— PAGE —
┏━━
Ceremony to mark the 60th anniversary of the European Convention on Human Rights
Secretary General Ban Ki-moon,
President of "the former Yugoslav Republic of Macedonia" Gjorge Ivanov,
President of the European Court of Human Rights Jean Paul Costa,
We are here today to celebrate the 60th anniversary of the European Convention on Human Rights and Fundamental Freedoms. In doing so, let us start by saluting the Universal Declaration of Human Rights adopted by the United Nations in 1948.
The Universal Declaration fundamentally changed our understanding of man and society. It paved the way for a number of international treaties and institutions promoting human rights, most notably the European Convention on Human Rights.
Therefore I ask you to join me in welcoming our guest of honour Secretary General Ban Ki-moon of the United Nations.
Secretary General, we are honoured to have you with us today.
The unique strength of the European Convention on Human Rights and Fundamental Freedoms is that its master builders were determined, in the aftermath of a second terrible war in half a century, never again to permit state sovereignty to be a shield for perpetrators of crimes against humanity, from international liability.
Therefore, The European Convention is not only a convention. It is a whole system of different mechanisms and bodies:
- monitoring bodies which have the right to scrutinize what is going on in the member states ;
- an office of the Commissioner for Human Rights;
- a Parliamentary Assembly, a unique network of local and regional authorities;
- a Committee of Ministers which carefully follows the implementation and offers assistance;
- a Venice Commission which gives advice on legislation and constitutional matters.
┗━━
— DATASET EXTRACT —
┏━━
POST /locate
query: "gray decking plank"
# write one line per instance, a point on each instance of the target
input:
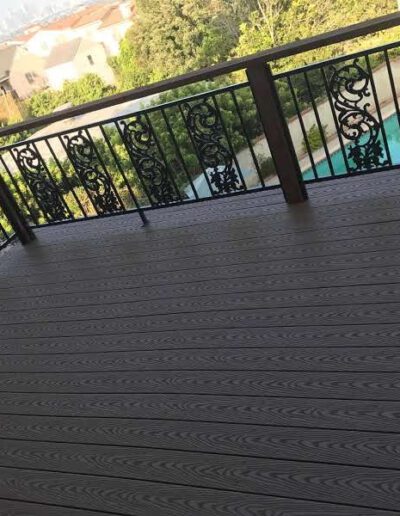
┗━━
— INSTRUCTION 1 —
Answer these from the anniversary speech:
(a) In what year did the United Nations adopt the Universal Declaration of Human Rights?
(b) Who is welcomed as the guest of honor?
(c) What does the Venice Commission give advice on?
— INSTRUCTION 2 —
Revise the anniversary speech from "The Universal Declaration fundamentally" up to and including "on Human Rights.", changing "paved the way for" to "opened the door to".
— INSTRUCTION 3 —
Sum up the anniversary speech in two sentences.
The data isn't needed for any of this.

— EXPECTED OUTPUT 1 —
(a) 1948
(b) Secretary General Ban Ki-moon of the United Nations
(c) Legislation and constitutional matters

— EXPECTED OUTPUT 2 —
The Universal Declaration fundamentally changed our understanding of man and society. It opened the door to a number of international treaties and institutions promoting human rights, most notably the European Convention on Human Rights.

— EXPECTED OUTPUT 3 —
The anniversary speech marks 60 years of the European Convention on Human Rights and Fundamental Freedoms, salutes the 1948 Universal Declaration of Human Rights that paved the way for it, and welcomes UN Secretary General Ban Ki-moon as guest of honor. It says the Convention's master builders were determined never again to let state sovereignty shield perpetrators of crimes against humanity, and that the Convention is a whole system of mechanisms and bodies, from monitoring bodies to the Venice Commission.